_TO BE DONE:_ Please convert the stretch of the records below from the line containing "For the benchmark, point to the concrete curb" through the end of the records into a JSON list of strings, one string per line, leaving out blank lines.

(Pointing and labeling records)

◆ ◆ ◆ ◆

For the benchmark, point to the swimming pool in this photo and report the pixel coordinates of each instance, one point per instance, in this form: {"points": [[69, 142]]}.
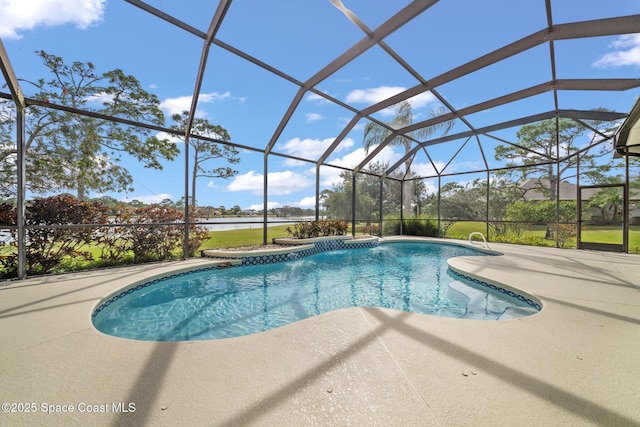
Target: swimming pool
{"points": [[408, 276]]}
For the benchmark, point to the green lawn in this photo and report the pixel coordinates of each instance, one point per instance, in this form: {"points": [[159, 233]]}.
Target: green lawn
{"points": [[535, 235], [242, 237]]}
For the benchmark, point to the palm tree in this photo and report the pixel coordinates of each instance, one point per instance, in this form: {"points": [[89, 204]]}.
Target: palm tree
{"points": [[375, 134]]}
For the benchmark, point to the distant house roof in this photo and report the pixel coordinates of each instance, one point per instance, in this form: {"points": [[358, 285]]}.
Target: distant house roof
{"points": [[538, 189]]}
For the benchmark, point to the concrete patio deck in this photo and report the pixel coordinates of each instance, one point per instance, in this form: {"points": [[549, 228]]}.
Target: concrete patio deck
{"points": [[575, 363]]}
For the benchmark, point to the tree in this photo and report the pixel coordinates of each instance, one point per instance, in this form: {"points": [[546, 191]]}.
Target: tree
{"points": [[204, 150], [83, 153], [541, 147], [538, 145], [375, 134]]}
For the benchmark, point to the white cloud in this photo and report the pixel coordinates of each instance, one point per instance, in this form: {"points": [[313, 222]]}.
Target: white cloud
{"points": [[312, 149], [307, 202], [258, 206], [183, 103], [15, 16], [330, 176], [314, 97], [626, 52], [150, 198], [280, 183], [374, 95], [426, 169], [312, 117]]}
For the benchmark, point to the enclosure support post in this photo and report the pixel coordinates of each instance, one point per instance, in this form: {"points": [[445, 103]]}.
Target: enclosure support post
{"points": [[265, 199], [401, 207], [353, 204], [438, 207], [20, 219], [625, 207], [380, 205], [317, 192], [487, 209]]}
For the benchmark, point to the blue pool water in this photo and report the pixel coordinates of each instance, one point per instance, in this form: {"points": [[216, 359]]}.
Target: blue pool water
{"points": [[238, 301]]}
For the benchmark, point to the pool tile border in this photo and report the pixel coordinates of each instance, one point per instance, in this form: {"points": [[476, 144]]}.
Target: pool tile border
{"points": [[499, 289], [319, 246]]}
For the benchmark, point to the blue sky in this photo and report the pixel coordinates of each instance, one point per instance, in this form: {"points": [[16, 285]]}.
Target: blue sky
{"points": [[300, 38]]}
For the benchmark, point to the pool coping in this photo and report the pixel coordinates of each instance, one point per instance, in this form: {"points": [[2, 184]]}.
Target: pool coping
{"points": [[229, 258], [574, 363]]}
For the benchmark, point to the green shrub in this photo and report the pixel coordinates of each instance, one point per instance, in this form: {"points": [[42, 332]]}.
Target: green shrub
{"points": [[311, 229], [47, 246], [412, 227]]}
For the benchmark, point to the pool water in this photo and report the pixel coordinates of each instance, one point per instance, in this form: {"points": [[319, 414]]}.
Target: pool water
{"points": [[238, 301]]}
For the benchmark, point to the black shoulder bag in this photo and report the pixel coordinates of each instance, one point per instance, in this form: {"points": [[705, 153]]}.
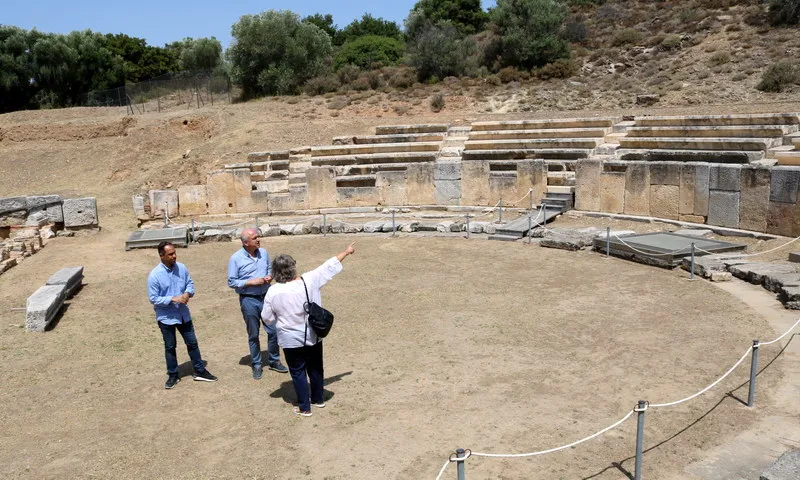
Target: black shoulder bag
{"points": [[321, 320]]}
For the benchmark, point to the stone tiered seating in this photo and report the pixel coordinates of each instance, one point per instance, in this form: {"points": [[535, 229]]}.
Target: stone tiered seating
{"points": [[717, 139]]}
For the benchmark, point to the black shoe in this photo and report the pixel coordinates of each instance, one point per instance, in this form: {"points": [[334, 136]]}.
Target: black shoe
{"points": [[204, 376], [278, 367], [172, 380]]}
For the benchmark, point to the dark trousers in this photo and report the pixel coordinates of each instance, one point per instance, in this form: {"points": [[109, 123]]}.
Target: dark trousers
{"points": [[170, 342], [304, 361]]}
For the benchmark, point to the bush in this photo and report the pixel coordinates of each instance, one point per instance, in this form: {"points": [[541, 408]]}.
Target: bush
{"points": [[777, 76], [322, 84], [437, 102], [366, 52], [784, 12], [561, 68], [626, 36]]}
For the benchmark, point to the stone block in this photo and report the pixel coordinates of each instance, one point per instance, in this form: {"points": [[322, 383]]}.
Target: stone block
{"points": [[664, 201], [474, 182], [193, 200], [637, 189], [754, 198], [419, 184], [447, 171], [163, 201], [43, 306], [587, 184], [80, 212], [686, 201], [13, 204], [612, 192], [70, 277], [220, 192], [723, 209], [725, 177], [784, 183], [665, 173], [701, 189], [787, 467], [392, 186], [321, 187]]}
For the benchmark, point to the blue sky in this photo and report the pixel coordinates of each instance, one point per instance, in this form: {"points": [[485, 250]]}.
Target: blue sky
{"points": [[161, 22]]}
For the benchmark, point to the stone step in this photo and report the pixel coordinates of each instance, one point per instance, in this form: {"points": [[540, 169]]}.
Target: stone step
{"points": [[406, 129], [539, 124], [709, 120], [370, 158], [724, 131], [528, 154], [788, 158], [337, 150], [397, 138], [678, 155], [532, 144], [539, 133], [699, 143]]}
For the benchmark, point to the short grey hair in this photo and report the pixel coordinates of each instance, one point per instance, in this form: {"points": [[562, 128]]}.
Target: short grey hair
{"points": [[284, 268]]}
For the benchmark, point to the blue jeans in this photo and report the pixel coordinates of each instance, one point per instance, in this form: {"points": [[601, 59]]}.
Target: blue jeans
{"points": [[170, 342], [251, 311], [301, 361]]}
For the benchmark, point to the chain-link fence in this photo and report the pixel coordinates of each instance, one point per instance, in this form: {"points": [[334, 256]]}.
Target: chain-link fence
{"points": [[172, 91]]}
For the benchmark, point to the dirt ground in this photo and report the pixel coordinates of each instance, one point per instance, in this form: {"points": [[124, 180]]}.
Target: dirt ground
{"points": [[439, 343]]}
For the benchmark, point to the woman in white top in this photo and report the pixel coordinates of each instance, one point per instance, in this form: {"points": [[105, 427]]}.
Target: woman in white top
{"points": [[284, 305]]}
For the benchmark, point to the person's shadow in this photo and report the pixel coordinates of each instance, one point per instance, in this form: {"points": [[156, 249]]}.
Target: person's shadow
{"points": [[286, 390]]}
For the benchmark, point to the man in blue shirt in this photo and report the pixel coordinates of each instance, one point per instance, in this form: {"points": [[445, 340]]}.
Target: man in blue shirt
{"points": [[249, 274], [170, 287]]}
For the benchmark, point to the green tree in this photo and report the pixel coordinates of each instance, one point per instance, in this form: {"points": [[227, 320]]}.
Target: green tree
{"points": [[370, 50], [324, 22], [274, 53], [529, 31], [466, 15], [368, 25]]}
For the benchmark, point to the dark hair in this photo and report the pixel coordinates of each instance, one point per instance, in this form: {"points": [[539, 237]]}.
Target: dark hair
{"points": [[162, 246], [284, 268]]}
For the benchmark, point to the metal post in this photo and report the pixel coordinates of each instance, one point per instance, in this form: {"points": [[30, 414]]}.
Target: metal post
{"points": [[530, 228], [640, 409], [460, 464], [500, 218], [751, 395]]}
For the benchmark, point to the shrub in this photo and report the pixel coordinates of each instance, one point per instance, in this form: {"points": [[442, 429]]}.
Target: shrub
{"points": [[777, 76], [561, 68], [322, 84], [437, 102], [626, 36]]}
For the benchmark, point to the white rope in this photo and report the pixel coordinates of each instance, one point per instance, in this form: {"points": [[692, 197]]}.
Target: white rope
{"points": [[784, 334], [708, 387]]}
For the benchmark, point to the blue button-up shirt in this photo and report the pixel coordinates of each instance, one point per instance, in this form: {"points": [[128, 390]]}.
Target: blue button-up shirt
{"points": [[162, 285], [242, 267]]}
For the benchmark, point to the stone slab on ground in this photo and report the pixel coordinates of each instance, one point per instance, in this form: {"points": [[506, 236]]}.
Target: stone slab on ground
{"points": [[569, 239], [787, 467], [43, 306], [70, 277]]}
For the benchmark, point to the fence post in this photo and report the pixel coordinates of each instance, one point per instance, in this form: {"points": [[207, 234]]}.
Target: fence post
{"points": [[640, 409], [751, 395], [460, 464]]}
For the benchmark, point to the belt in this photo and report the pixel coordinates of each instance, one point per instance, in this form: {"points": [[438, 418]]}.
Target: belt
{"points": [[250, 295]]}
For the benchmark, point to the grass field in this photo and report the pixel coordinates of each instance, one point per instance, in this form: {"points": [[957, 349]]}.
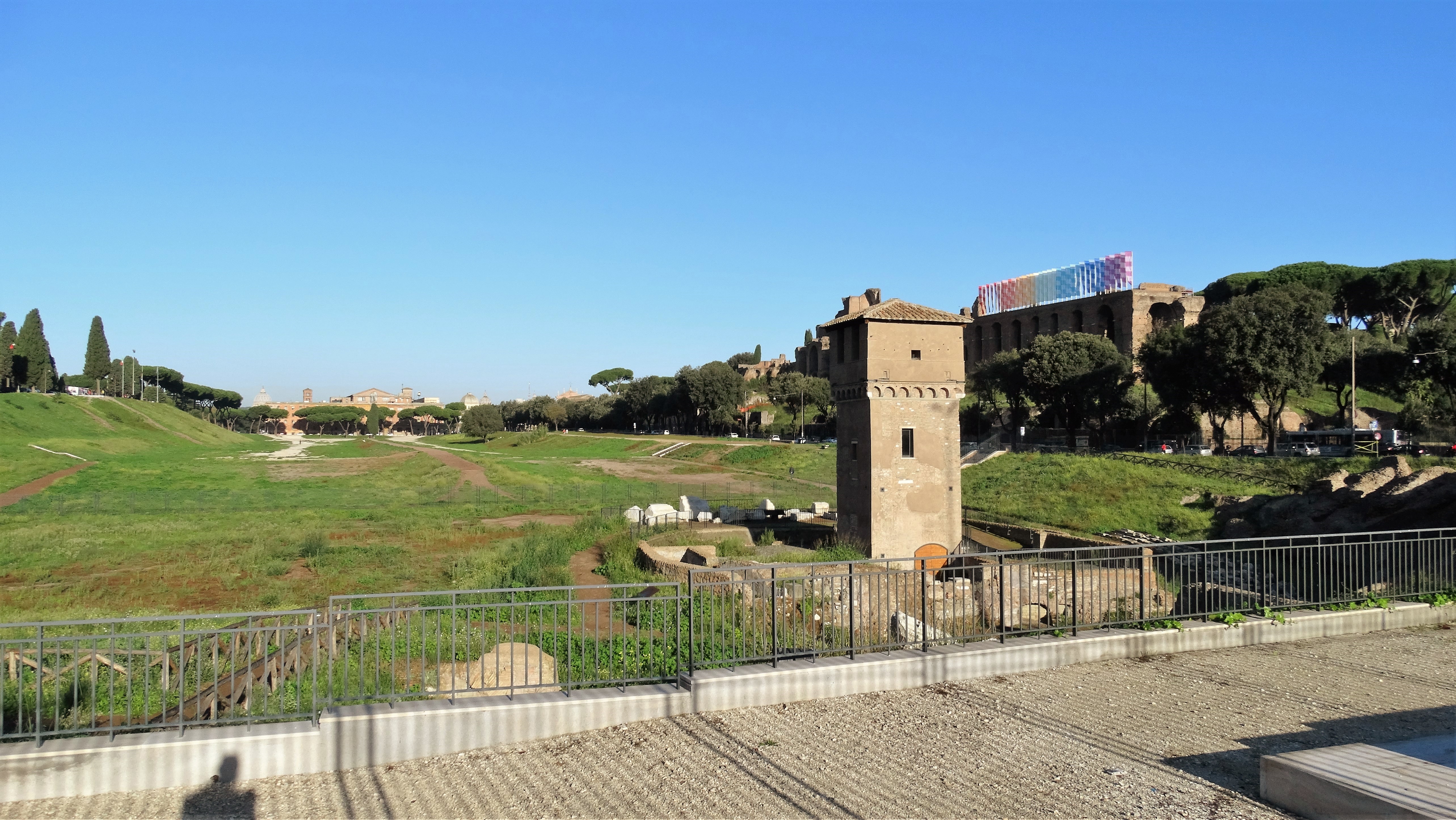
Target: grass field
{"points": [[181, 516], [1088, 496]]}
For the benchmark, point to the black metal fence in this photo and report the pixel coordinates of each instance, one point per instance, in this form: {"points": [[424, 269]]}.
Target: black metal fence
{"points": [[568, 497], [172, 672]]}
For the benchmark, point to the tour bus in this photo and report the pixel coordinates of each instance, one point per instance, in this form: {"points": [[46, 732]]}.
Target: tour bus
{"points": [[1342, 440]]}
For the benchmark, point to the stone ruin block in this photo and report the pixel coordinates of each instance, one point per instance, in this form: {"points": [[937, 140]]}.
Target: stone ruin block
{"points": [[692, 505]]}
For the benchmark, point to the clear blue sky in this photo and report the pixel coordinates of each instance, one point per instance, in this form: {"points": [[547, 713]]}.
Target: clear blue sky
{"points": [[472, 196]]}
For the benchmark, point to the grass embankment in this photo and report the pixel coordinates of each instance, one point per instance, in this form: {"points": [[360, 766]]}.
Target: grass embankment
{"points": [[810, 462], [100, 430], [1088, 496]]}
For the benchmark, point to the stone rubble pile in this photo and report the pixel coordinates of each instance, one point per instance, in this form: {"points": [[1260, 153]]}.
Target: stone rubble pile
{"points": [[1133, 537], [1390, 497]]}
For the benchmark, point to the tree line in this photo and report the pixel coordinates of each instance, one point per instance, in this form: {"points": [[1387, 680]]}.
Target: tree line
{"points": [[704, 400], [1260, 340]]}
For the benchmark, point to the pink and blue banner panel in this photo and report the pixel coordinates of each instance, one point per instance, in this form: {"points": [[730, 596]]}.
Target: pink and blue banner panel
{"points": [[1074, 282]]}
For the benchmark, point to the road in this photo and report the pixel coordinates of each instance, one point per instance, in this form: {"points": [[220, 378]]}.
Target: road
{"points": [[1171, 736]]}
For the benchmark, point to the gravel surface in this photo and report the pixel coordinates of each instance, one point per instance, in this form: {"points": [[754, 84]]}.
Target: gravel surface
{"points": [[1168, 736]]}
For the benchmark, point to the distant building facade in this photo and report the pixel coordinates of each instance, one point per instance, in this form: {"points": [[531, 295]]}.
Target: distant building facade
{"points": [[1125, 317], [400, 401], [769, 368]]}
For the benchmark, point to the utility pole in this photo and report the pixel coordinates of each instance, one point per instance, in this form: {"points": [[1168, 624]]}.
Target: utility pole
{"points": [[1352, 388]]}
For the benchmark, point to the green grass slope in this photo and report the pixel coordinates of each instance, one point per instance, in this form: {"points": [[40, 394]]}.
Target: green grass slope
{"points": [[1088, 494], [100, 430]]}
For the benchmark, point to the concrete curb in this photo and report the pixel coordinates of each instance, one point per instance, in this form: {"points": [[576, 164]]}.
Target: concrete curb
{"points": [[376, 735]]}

◆ ◆ ◆ ◆

_CORRECT OUTPUT:_
[
  "For the benchmark, point to the concrete curb in this photo and report the pixel coordinates of each instance, one point per instance, in this form: {\"points\": [[576, 164]]}.",
  "Target: concrete curb",
  "{\"points\": [[376, 735]]}"
]